▶ **Required actions**:
A. In the passage on developmental coordination disorder below, how many children are said to present with this disorder?
B. Retype the part of the developmental coordination disorder passage between "What are the" and "or dropping objects.", inclusive.
C. Write what comes next in the passage on developmental coordination disorder, picking up after its final sentence.

───── Exercise passage ─────

Developmental Coordination Disorder (DCD) also known as dyspraxia, is a neurodevelopmental disorder which can impact a child’s ability to learn motor skills and execute smooth coordinated motor movements impacting fine and gross motor coordination, balance and postural control as well as sensorimotor coordination. The challenges with this disorder can significantly impact daily life, school performance and participation in leisure activities. Persistence of these challenges can continue into late childhood and teen years affecting physical health, mental health and quality of life. Other terminologies that have been used over the years to describe DCD are clumsy child syndrome, developmental apraxia, perceptual motor dysfunction, motor learning difficulty, sensory integration disorder, and disorder of motor and perception. One out of twenty children present with this disorder and it can significantly impact a child’s daily life. This disorder has been identified to co-exist with attention deficit hyperactivity disorder, dyslexia, dysgraphia, anxiety, autism spectrum disorder and learning disabilities. However it can also stand alone as a diagnosis.

What are the signs or DCD?

Delays in achieving motor milestones such as sitting, crawling or walking.

Persistent clumsiness such as bumping into furniture or dropping objects.

───── Given data ─────

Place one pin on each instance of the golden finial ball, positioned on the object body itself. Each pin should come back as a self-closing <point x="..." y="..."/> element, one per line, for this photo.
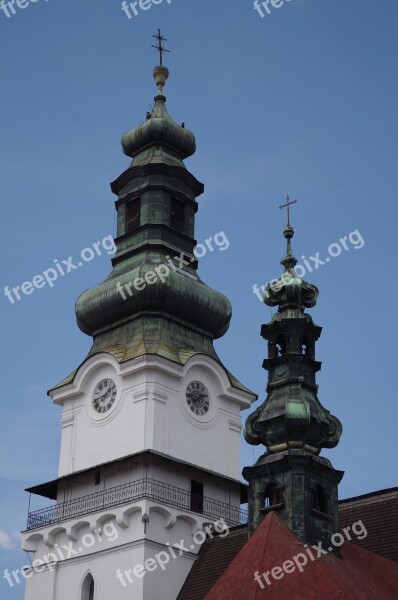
<point x="160" y="74"/>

─────

▶ **Task results**:
A. One out of twenty children.

B.
What are the signs or DCD?

Delays in achieving motor milestones such as sitting, crawling or walking.

Persistent clumsiness such as bumping into furniture or dropping objects.

C.
Difficulty catching a ball or participating in sports.

Difficulty participating in fine motor tasks such as buttoning, using utensils or manipulating objects.

Poor or slow handwriting

If you suspect your child is exhibiting signs of Developmental Coordination Disorder, the first step is to contact your child’s pediatrician, a developmental-behavioral pediatrician, a pediatric neuropyschologist or a child psychiatrist. Your physician will complete a full assessment of your child and discuss your concerns. There are specific diagnostic criteria listed in the DSM V that are necessary to receive the diagnosis of DCD.

My child has a diagnosis of DCD. What do I do next?

Your physician can give you a prescription to receive outpatient, in home or telehealth occupational therapy services. Occupational therapy can evaluate and treat the many skills and life areas impacted by this disorder. School occupational therapy is offered for students who have an IEP with a specific disability or students who have a medical 504 plan. Contact your child’s school administrator for more information to determine if your child qualifies for in school occupational therapy services.

Here are some strategies for helping your child at home:

  1. Provide demonstration of new tasks and break down the motor skill for the task one step at a time. The child may need repetition and practice to be successful.
  2. Be patient and positive when your child is learning a new skill. Many children who have DCD are aware that motor tasks are hard for them. They often will avoid an activity that is hard or give up before they are successful.
  3. Improve body awareness through yoga, martial arts, swimming and non-competitive sports.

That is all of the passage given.